What is expected:
List every line in the items below that contains the string "leaf". Case counts.

Data records:
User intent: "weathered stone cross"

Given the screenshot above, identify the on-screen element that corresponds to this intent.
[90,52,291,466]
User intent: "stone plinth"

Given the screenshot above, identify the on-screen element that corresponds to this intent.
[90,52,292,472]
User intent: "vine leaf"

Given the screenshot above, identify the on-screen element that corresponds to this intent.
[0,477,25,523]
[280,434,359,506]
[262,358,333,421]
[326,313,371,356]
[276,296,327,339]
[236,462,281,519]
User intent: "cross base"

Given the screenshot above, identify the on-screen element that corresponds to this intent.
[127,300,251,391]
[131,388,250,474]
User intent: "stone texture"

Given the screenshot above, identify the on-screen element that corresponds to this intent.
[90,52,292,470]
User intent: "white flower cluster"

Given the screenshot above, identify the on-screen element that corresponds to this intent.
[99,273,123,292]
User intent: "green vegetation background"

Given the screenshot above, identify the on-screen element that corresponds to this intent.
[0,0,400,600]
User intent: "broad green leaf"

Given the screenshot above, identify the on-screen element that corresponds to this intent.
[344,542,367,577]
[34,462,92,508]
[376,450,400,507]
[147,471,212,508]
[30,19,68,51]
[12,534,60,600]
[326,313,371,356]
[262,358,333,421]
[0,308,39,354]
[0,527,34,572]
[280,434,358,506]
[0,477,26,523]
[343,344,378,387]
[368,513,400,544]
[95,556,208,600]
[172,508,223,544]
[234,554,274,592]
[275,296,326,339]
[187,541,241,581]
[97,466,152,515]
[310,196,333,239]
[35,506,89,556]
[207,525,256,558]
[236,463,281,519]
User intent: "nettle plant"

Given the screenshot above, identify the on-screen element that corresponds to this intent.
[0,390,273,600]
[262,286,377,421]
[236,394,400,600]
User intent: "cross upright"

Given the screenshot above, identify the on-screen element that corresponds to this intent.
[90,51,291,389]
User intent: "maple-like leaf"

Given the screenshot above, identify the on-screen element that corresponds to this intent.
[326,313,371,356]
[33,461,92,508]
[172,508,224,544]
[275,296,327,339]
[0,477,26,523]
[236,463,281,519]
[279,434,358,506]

Exercise response:
User intent: "vine leaf"
User intent: "broad green leaf"
User intent: "maple-like leaf"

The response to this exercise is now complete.